→ Reading passage
┏━━
Specifically the "C" word as it applies to the breast, both female and male.

In Browning's case, it's the latter, which is not something people think about or talk about much. But his father, Dewey, is battling breast cancer as he speaks.

And this attack of the "C" word (Browning's term) is not the first to strike his life and loved ones: He lost his mother to the disease in 2000 and "my very young father-in-law" in 2003.

"And now it's my dad," he says with emotion. "I'm very familiar with the 'C' word."

Complicating Browning's desire to "do it for dad" and the loved ones no longer present is the fact that he has just learned that a dormant knee problem has resurfaced to the point that it will likely require surgery.

Browning says he learned the diagnosis just minutes before this interview, "so I didn't even know for sure until just now if I'd be able tell you I'm coming!"

The surgery, he says, is scheduled a week after the "Skating for Life" taping in Bloomington.

He will perform as scheduled, he says, but has scaled back a bit on the more demanding foot moves.

Among the pieces of music he'll perform to is one of his dad's favorite songs, Jim Croce's ballad, "Time in a Bottle," a long-time part of Kurt's repertoire that has taken on added significance for both father and son.

"Yes, it has a lot of meaning in a lot of ways now," says the son.

Browning says he knows that part of what he'll be asked to do during the "Skating for Life" taping is to offer a personal testimony on his experiences with breast cancer.

After all, the special airs during Breast Cancer Awareness Month and it is designed to raise not only awareness but money for vanquishing the disease.

Executive producer Steve Disson says the plan is to tape interviews with the performers under more controlled and intimate circumstances than during Wednesday night's taping.
┗━━
→ Information shown
┏━━
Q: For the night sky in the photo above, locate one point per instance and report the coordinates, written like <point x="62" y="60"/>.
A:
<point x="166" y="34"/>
┗━━
→ Your task
List every person named in the passage about Browning and breast cancer. The material that comes after the passage is not used here.

→ The completed task
Kurt Browning
Dewey (Browning's father)
Jim Croce
Steve Disson